[Start of Data to use]

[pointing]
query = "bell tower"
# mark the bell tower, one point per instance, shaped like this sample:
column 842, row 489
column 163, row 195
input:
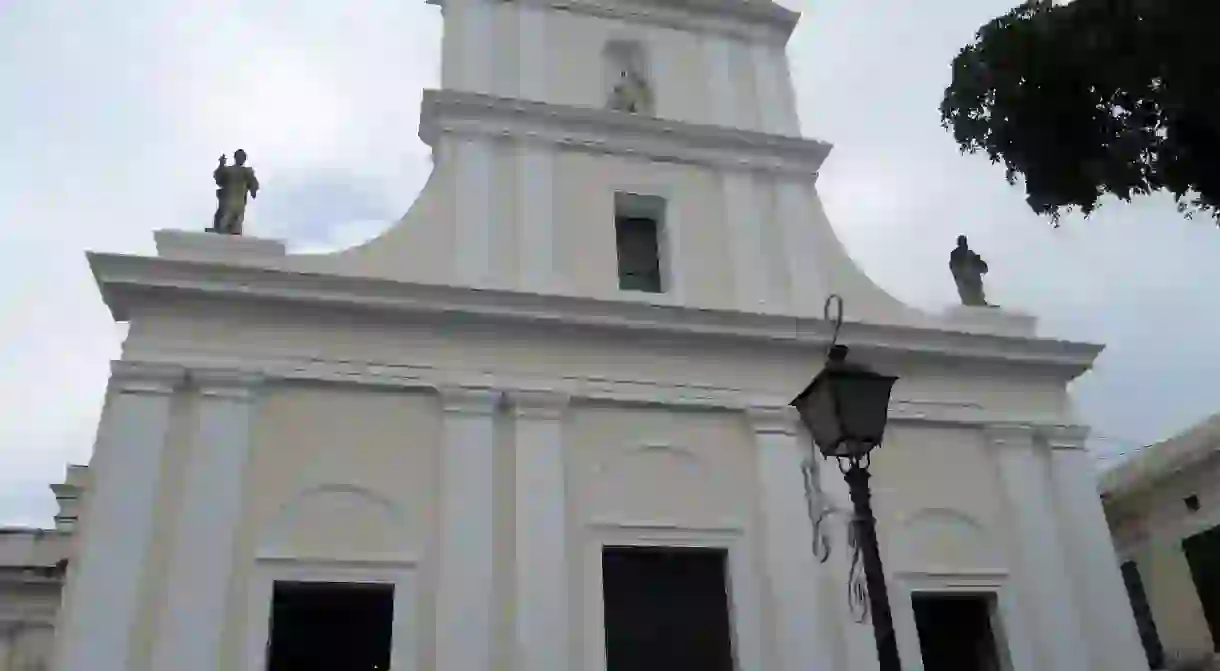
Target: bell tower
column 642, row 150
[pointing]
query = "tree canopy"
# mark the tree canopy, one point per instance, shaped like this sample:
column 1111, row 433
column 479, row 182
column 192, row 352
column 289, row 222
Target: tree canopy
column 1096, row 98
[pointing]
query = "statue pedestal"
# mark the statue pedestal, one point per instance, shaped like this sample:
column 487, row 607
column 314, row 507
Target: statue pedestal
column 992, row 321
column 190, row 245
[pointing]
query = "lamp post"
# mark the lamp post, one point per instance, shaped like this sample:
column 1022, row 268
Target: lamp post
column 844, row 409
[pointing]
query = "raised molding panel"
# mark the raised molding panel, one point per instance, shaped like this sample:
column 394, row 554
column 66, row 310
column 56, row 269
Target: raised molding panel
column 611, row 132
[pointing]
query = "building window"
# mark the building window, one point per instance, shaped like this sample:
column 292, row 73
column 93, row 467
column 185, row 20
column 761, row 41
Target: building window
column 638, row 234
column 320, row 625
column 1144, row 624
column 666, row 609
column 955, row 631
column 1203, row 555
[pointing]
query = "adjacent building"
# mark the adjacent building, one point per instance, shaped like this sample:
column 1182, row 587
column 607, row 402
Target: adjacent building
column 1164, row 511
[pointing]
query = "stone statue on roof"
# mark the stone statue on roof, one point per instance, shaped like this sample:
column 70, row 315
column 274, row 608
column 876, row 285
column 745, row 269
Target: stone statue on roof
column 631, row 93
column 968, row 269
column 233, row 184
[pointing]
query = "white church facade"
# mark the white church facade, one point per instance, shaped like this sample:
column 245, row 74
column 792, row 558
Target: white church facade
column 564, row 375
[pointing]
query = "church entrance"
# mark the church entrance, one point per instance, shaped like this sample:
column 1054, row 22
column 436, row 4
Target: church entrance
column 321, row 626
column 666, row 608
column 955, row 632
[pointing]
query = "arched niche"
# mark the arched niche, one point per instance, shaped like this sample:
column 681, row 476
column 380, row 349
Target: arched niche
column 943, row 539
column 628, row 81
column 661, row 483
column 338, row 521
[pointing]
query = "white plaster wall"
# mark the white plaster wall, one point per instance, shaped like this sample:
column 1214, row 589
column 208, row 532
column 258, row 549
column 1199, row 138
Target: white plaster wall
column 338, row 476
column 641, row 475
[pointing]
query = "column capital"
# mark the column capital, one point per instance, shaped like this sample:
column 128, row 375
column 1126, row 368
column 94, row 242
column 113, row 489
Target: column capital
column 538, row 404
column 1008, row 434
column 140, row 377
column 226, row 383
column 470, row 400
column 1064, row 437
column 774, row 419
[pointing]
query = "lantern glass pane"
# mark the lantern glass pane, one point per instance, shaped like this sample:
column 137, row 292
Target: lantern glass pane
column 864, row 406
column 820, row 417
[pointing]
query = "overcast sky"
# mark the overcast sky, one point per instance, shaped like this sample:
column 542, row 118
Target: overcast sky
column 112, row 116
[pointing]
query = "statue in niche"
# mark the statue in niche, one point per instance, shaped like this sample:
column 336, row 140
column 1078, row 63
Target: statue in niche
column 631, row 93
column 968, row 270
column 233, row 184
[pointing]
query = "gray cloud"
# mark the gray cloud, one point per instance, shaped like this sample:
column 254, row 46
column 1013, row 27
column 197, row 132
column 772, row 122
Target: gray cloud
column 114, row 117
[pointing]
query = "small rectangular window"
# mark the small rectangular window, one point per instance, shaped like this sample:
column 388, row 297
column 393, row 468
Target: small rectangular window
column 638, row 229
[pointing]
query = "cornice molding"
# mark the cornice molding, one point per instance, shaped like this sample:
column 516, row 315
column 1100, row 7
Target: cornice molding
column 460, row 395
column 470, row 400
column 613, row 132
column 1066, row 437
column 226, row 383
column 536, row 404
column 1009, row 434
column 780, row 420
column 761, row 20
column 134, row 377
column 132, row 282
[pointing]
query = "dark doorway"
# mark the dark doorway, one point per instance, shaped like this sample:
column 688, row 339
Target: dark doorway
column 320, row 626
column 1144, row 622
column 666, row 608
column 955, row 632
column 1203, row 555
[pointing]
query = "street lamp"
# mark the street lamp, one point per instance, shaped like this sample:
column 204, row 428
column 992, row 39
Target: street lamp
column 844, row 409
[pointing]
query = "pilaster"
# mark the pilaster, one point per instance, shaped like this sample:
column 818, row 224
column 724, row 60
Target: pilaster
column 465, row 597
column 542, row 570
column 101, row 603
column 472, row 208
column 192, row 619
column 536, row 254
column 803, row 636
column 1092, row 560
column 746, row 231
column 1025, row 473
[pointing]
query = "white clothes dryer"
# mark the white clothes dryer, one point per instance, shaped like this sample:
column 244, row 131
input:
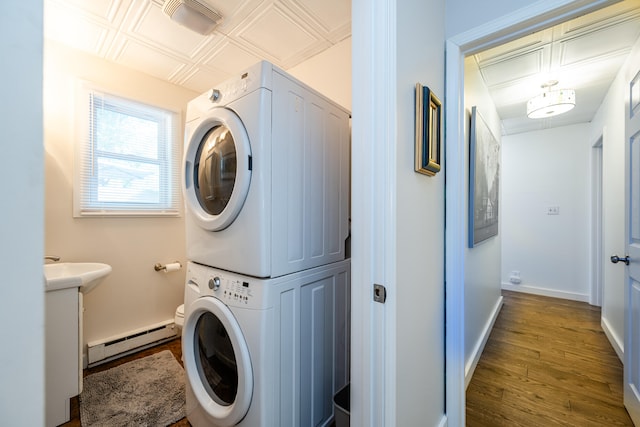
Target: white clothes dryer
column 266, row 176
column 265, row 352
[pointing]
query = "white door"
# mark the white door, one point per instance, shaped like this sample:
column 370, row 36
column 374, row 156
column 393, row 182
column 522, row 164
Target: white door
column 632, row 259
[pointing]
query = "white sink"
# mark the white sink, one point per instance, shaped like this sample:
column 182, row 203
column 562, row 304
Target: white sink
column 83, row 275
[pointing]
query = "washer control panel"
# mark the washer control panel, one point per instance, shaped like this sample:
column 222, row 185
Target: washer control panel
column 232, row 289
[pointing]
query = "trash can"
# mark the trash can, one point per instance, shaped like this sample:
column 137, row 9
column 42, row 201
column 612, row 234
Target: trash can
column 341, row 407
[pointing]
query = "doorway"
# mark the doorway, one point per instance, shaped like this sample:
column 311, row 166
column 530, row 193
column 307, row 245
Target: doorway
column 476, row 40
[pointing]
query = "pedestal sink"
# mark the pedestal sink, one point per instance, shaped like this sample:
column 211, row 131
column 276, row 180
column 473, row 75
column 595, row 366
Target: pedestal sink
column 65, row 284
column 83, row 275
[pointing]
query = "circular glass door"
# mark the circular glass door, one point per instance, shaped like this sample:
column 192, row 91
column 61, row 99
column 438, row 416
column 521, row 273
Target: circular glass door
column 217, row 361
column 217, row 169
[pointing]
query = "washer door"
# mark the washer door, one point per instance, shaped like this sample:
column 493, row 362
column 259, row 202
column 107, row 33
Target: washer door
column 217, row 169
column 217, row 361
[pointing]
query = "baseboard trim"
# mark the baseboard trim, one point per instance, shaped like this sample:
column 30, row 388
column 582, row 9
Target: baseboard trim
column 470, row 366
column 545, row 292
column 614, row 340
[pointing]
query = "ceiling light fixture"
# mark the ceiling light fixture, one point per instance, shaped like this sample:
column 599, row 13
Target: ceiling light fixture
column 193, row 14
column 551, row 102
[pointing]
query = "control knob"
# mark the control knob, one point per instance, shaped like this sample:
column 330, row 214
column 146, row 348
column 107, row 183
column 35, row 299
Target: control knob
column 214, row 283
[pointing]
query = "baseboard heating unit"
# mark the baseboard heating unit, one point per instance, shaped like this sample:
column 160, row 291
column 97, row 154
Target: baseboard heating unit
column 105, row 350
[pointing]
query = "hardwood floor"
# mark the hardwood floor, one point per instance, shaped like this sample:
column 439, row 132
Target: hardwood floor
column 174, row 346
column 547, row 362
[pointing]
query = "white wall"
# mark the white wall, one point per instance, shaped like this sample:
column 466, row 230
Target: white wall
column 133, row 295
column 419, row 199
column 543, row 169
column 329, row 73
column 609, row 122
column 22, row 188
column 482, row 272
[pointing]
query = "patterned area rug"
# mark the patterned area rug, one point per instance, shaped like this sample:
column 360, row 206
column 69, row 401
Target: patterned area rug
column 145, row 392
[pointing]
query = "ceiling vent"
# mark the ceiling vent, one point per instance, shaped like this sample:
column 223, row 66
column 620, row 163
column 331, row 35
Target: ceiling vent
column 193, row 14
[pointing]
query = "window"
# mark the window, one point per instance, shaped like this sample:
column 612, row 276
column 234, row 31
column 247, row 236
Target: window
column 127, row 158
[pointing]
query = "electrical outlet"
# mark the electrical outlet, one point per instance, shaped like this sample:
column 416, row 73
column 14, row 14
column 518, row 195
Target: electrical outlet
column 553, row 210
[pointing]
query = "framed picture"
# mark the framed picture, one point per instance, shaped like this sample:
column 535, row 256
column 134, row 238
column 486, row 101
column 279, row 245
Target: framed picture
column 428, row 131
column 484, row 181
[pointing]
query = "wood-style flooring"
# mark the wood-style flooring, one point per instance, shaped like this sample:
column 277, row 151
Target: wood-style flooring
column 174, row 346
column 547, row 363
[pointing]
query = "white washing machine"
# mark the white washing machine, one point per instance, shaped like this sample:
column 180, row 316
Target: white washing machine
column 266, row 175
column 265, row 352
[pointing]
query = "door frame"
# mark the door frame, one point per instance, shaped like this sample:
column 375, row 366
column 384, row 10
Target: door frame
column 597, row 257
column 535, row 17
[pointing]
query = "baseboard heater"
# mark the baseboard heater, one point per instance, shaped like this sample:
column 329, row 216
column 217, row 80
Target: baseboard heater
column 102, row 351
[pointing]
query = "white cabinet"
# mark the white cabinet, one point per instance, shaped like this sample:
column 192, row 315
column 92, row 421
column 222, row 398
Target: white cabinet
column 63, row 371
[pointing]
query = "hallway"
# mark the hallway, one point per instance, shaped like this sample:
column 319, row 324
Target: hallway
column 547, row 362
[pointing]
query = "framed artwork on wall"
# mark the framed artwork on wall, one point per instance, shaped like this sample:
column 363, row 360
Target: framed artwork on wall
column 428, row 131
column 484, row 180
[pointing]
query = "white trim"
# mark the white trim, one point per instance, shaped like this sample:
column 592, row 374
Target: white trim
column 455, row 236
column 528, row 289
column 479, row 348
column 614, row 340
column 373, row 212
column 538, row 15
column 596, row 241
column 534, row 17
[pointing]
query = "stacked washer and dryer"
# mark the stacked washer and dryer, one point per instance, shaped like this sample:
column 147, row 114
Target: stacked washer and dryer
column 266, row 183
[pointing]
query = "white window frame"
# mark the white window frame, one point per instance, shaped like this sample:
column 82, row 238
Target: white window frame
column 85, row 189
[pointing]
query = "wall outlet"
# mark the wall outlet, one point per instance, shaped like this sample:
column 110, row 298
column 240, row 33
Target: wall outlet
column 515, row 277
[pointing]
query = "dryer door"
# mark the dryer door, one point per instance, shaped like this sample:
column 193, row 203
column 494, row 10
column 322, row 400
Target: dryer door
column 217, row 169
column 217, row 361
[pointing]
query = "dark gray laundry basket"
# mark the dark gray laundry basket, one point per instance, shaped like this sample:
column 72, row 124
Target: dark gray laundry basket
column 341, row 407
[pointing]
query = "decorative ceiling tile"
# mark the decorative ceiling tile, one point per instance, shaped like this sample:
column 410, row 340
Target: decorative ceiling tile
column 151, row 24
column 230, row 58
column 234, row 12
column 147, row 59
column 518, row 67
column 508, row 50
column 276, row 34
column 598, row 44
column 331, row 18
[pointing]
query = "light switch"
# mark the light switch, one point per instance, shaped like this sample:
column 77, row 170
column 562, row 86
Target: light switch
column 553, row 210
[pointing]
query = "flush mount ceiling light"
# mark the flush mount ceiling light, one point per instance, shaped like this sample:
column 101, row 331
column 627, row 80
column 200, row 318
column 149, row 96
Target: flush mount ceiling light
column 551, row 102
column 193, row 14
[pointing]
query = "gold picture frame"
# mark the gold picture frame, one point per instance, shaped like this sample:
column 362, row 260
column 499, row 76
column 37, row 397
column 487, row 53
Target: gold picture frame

[End of Data to use]

Task details
Extract every line in the items above that contains the string "entrance", treating uppercase and lowercase letters as different.

Answer to the exercise
query = "church entrance"
# mark the church entrance, one point per instance, shaped like this sample:
Target: church entrance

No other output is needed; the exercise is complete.